## Exercise material:

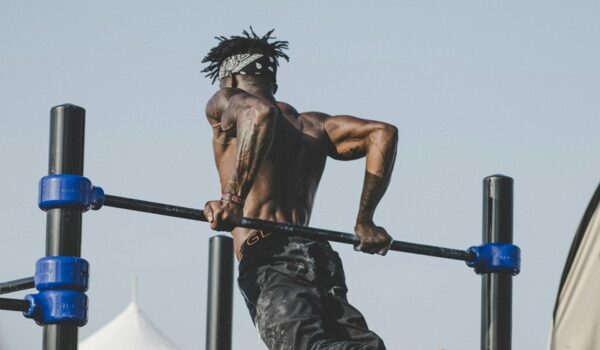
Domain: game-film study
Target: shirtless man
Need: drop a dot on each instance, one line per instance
(270, 159)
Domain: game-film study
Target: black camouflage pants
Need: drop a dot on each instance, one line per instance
(295, 291)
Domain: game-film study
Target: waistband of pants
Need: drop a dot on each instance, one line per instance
(255, 240)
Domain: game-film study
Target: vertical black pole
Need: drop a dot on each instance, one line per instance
(63, 226)
(496, 288)
(220, 294)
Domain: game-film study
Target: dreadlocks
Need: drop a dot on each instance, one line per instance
(233, 54)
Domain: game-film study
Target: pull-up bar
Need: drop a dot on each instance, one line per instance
(309, 232)
(59, 191)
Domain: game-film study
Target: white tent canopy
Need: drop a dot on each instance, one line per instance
(130, 330)
(576, 323)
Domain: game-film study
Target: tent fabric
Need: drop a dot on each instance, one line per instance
(130, 330)
(576, 323)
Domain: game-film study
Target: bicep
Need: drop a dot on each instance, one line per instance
(348, 136)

## Requirement:
Leave the pictures out and print the records above exactly as they stand.

## Response to the exercise:
Domain: game-film study
Target: shirtless man
Need: drop a dot on each instance, one line per instance
(270, 159)
Domain: game-film study
Target: black camouflage pants
Need: drop a dot on each instance, one line per instance
(295, 291)
Domain: game-film study
Target: waistband of pants
Need: drop a dot on each instance, one line per instance
(255, 240)
Domain: game-film study
Target: vertical black pole
Need: drop a dot on each instance, one line per instance
(63, 226)
(496, 288)
(220, 294)
Domain: game-film study
Target: dreadlocks
Need: drop a dot on each instance, one line per instance
(233, 54)
Domain: game-film study
Target: pull-up bar
Need: drop a dot on each instance, one line per instance
(309, 232)
(59, 191)
Domain: game-film study
Target: white tent canopy
Need: drop a dot on each instance, one line per instance
(130, 330)
(576, 323)
Domain: game-film study
Target: tent fabric
Need: drop a dot on each instance, one line per instance
(130, 330)
(576, 323)
Domain: game-film study
Target: bicep
Need: drop a dot on each instance, one line per instance
(348, 136)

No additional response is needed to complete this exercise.